| TASK |
Can you repeat the lines below word for word, omitting the pictures?

━━ DATA IN THIS EXERCISE ━━

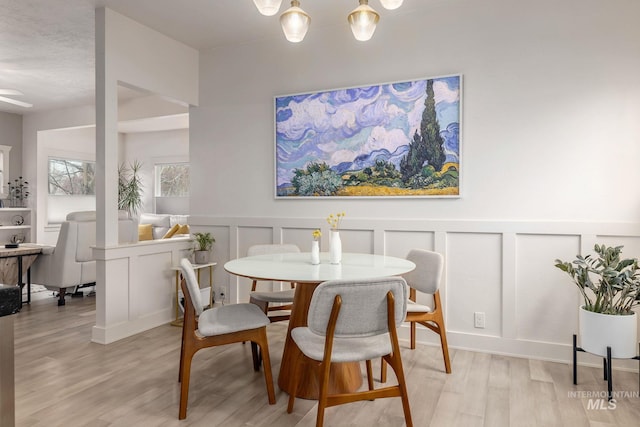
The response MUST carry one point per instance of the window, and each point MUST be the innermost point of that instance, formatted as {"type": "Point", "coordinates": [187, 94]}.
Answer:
{"type": "Point", "coordinates": [71, 177]}
{"type": "Point", "coordinates": [172, 180]}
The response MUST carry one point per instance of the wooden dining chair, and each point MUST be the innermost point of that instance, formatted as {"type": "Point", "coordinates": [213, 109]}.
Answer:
{"type": "Point", "coordinates": [218, 326]}
{"type": "Point", "coordinates": [276, 300]}
{"type": "Point", "coordinates": [425, 278]}
{"type": "Point", "coordinates": [352, 321]}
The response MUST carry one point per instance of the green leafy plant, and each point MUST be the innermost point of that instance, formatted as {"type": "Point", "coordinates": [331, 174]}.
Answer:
{"type": "Point", "coordinates": [130, 187]}
{"type": "Point", "coordinates": [608, 283]}
{"type": "Point", "coordinates": [203, 241]}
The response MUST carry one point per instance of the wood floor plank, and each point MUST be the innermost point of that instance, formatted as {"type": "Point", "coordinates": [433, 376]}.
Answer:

━━━

| REPLY |
The response MUST carry one point per instance of the window, and each point MUST be the innermost point of that instance, formatted as {"type": "Point", "coordinates": [187, 94]}.
Answer:
{"type": "Point", "coordinates": [71, 177]}
{"type": "Point", "coordinates": [172, 180]}
The response MUST carry one point per instance of the wooden dining chair, and each point MUST be the innermost point of that instance, formatted as {"type": "Point", "coordinates": [213, 109]}.
Answer:
{"type": "Point", "coordinates": [218, 326]}
{"type": "Point", "coordinates": [276, 300]}
{"type": "Point", "coordinates": [425, 278]}
{"type": "Point", "coordinates": [352, 321]}
The response MUST carry one point per instance of the green leafy plant, and each point MUST be the innermost point of that instance, formatted as {"type": "Point", "coordinates": [331, 174]}.
Answer:
{"type": "Point", "coordinates": [130, 187]}
{"type": "Point", "coordinates": [608, 283]}
{"type": "Point", "coordinates": [203, 241]}
The response MUST carry one point per instance of the wood floor plank, and each point MUST be the innermost point of that instance, formatted as {"type": "Point", "coordinates": [433, 376]}.
Answer:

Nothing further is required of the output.